Set problem. Set the following entries down again exactly, line by line.

Data extract.
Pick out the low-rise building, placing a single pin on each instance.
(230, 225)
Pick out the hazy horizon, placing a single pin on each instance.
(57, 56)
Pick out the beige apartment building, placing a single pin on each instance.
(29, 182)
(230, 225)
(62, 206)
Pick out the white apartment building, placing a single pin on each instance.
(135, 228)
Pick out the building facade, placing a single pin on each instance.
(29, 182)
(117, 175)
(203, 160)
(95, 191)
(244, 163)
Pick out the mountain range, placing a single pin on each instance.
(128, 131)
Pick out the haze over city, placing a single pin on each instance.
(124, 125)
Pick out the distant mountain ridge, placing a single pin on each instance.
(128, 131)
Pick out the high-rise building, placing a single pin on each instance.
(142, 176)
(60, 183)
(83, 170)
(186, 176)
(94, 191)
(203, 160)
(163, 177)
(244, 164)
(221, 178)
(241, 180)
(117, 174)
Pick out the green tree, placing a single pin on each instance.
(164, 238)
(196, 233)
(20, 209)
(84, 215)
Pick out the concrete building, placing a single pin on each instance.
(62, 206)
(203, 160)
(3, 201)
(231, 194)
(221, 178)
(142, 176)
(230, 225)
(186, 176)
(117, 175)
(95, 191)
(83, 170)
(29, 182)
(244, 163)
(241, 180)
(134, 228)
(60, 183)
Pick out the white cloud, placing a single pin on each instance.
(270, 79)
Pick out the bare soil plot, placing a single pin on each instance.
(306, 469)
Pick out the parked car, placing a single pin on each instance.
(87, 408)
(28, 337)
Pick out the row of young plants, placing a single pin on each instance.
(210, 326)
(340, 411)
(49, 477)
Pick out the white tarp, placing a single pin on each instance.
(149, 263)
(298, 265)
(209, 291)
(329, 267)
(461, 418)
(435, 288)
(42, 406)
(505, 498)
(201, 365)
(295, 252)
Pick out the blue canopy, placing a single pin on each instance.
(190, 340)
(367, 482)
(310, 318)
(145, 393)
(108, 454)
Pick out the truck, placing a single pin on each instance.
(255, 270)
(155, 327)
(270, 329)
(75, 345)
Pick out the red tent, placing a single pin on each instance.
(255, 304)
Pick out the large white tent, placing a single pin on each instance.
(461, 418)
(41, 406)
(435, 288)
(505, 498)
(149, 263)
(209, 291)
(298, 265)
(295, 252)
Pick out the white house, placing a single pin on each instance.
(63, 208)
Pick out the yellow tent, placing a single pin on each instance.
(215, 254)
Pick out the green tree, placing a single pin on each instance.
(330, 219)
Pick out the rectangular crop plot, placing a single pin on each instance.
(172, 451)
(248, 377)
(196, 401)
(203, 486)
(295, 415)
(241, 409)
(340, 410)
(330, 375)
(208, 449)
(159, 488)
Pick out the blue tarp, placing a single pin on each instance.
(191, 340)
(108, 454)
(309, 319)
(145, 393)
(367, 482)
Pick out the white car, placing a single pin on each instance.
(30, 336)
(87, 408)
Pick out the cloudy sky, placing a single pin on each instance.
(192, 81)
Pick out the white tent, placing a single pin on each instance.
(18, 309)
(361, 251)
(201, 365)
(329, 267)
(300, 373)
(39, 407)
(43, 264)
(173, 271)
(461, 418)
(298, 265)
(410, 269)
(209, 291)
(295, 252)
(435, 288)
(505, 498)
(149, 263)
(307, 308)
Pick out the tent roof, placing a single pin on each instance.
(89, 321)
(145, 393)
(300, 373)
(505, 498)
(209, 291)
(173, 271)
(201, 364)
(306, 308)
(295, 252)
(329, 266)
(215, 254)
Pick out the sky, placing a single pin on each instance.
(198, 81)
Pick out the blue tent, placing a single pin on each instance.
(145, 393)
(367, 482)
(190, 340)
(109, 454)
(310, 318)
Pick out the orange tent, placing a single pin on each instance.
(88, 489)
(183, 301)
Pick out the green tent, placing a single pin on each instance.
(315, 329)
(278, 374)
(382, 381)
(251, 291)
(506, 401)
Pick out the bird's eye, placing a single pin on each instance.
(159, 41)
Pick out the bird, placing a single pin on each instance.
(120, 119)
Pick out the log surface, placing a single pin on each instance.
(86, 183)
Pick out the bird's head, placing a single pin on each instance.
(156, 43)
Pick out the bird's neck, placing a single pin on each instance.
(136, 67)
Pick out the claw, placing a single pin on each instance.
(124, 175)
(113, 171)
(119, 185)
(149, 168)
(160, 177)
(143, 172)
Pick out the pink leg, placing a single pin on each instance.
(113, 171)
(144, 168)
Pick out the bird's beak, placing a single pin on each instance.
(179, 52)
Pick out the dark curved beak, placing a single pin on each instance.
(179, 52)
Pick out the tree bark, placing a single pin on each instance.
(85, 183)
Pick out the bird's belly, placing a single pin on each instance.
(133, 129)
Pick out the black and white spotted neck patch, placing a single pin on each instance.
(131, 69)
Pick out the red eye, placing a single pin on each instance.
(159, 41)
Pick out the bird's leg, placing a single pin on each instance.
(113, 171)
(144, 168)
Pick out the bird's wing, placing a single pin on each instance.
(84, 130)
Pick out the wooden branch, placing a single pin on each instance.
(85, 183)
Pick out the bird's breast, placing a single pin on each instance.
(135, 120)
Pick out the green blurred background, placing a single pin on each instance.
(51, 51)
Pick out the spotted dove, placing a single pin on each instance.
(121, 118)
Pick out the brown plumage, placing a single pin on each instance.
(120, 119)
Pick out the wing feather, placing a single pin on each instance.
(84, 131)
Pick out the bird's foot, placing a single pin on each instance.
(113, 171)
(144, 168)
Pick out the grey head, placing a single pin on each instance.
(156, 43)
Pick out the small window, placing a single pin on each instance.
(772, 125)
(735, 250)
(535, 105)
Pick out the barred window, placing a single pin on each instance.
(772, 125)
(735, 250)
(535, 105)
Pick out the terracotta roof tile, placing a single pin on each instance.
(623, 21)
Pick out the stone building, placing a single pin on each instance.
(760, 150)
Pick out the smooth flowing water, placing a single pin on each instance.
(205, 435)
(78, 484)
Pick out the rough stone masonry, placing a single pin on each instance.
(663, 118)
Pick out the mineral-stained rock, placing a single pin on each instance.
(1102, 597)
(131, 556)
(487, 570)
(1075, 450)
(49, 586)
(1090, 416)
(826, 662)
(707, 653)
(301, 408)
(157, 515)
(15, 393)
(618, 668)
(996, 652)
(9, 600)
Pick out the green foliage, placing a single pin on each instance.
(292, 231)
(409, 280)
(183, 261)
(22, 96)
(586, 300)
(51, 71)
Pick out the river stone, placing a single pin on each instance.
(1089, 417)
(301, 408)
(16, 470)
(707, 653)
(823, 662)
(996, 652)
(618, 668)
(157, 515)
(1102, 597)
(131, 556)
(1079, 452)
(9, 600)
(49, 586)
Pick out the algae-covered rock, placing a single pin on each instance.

Solution.
Pick out the low-rise building, placing a single pin on each instance.
(230, 225)
Pick out the hazy horizon, placing a single pin on each instance.
(57, 56)
Pick out the beige apartment building, placing a single pin on each instance.
(29, 182)
(230, 225)
(62, 206)
Pick out the white apartment building, placing a single pin on each instance.
(135, 228)
Pick out the building facade, placing a single pin on each instance.
(29, 182)
(117, 175)
(203, 160)
(95, 191)
(244, 163)
Pick out the mountain range, placing a single pin on each instance.
(128, 131)
Pick out the haze over city, placing a single pin on each instance.
(124, 125)
Pick out the distant mountain ridge, placing a single pin on each instance.
(128, 131)
Pick out the high-rise building, placing a single pin on each instance.
(142, 176)
(60, 183)
(83, 170)
(186, 176)
(94, 191)
(203, 160)
(163, 177)
(244, 164)
(221, 178)
(241, 180)
(117, 174)
Pick out the green tree, placing a single pin on each instance.
(164, 238)
(196, 233)
(20, 209)
(84, 215)
Pick out the concrete building, placing a single pin on each instance.
(62, 206)
(203, 160)
(3, 201)
(231, 194)
(221, 178)
(142, 176)
(230, 225)
(186, 176)
(117, 175)
(95, 191)
(83, 170)
(29, 182)
(244, 163)
(241, 180)
(134, 228)
(60, 183)
Pick out the white cloud, placing a single pin on each instance.
(270, 79)
Pick out the bare soil plot, placing a single pin on each instance.
(306, 469)
Pick out the parked car, placing a single pin on each instance.
(87, 408)
(28, 337)
Pick out the row of young plants, placing a single pin on each instance.
(210, 326)
(340, 411)
(49, 477)
Pick out the white tarp, placing a single pin on each instance.
(149, 263)
(298, 265)
(209, 291)
(329, 267)
(461, 418)
(435, 288)
(42, 406)
(505, 498)
(201, 365)
(295, 252)
Pick out the blue canopy, placing a single pin on each instance.
(190, 340)
(367, 482)
(310, 318)
(145, 393)
(108, 454)
Pick out the truck, placing a single pin on each instance.
(255, 270)
(155, 327)
(270, 329)
(75, 345)
Pick out the red tent, placing a single pin on each instance.
(255, 304)
Pick out the large white tent, placing a single pin on each instance.
(461, 418)
(41, 406)
(435, 288)
(505, 498)
(149, 263)
(209, 291)
(298, 265)
(295, 252)
Pick out the white house, placing a single pin on each instance.
(63, 208)
Pick out the yellow tent, placing a single pin on each instance.
(215, 254)
Pick out the green tree, placing a single pin on each instance.
(330, 219)
Pick out the rectangular crop plot, placing a single pin on each instance.
(172, 451)
(248, 377)
(196, 401)
(203, 486)
(295, 415)
(241, 409)
(340, 410)
(330, 375)
(208, 449)
(159, 488)
Pick out the blue tarp, placing a single pin on each instance.
(191, 340)
(108, 454)
(309, 319)
(145, 393)
(367, 482)
Pick out the white car, placing a single pin on each instance.
(30, 336)
(87, 408)
Pick out the cloudy sky, placing a single pin on each instance.
(192, 81)
Pick out the white tent, placing a single pin on each instance.
(18, 309)
(361, 251)
(201, 365)
(329, 267)
(300, 373)
(39, 407)
(43, 264)
(173, 271)
(461, 418)
(298, 265)
(410, 269)
(209, 291)
(295, 252)
(435, 288)
(505, 498)
(149, 263)
(307, 308)
Pick out the tent roof, placing a single pin on each instance.
(89, 321)
(145, 393)
(300, 373)
(505, 498)
(209, 291)
(173, 271)
(201, 364)
(306, 308)
(295, 252)
(329, 266)
(215, 254)
Pick out the sky, placing a single pin on each instance.
(198, 81)
Pick out the blue tent, placing a single pin on each instance.
(145, 393)
(367, 482)
(190, 340)
(109, 454)
(310, 318)
Pick out the orange tent, placing a single pin on each instance.
(88, 489)
(183, 301)
Pick out the green tent, placing a single pin on each instance.
(315, 329)
(278, 374)
(382, 381)
(251, 291)
(506, 401)
Pick out the bird's eye, placing a single pin on each instance.
(159, 41)
Pick out the bird, placing a single pin on each instance.
(120, 119)
Pick out the log surface, placing a single pin on each instance.
(86, 183)
Pick out the bird's head, placing a single pin on each instance.
(156, 43)
Pick out the bird's neck, placing a single pin on each instance.
(136, 67)
Pick out the claw, placing a single pin on each instance.
(124, 175)
(113, 171)
(119, 185)
(149, 168)
(160, 177)
(143, 172)
Pick out the pink leg, placing a single pin on each instance.
(113, 171)
(144, 168)
Pick out the bird's beak, placing a single pin on each instance.
(179, 52)
Pick out the dark curved beak, placing a single pin on each instance.
(179, 52)
Pick out the tree bark, placing a single pin on each instance.
(85, 183)
Pick out the bird's belly, placing a single pin on each instance.
(133, 129)
Pick out the black and white spotted neck patch, placing a single pin on each instance.
(131, 69)
Pick out the red eye, placing a single pin on each instance.
(159, 41)
Pick out the bird's leg, placing a single pin on each instance.
(113, 171)
(144, 168)
Pick out the bird's wing, placing a single pin on each instance.
(84, 130)
Pick out the wooden branch, placing a single pin on each instance.
(85, 183)
Pick out the bird's breast, placing a single pin on each instance.
(135, 120)
Pick out the green blurred background, placing a single pin on each instance.
(51, 51)
Pick out the spotted dove, placing a single pin on each instance.
(121, 118)
Pick out the brown plumage, placing a single pin on each instance.
(120, 119)
Pick out the wing feather, placing a single pin on each instance.
(84, 131)
Pick out the bird's foot, placing a single pin on each instance.
(113, 171)
(144, 168)
Pick out the grey head, placing a single pin on each instance.
(156, 43)
Pick out the small window, placing a single pin on each instance.
(772, 125)
(735, 250)
(535, 105)
Pick out the barred window, placing a single pin on each instance.
(772, 125)
(735, 250)
(535, 105)
Pick out the terracotta roof tile, placing a single pin on each instance.
(623, 21)
Pick out the stone building, placing a single pin on each instance.
(760, 150)
Pick out the smooth flowing water, placing a single pin on each instance.
(205, 435)
(78, 484)
Pick out the rough stone masonry, placing a single pin on each instance.
(663, 118)
Pick out the mineral-stained rock, placing a single pin on each instance.
(1102, 597)
(131, 556)
(487, 570)
(1075, 450)
(49, 586)
(1090, 416)
(826, 662)
(707, 653)
(301, 408)
(157, 515)
(15, 393)
(618, 668)
(996, 652)
(9, 600)
Pick out the green foliage, placing a single pin on each instance.
(292, 231)
(409, 280)
(183, 261)
(22, 96)
(586, 300)
(51, 71)
Pick out the river stone, placing a single pin on each instance.
(1089, 417)
(301, 408)
(16, 470)
(707, 653)
(823, 662)
(996, 652)
(618, 668)
(157, 515)
(1102, 597)
(131, 556)
(1079, 452)
(9, 600)
(49, 586)
Pick out the algae-covered rock, placing a single pin on each instance.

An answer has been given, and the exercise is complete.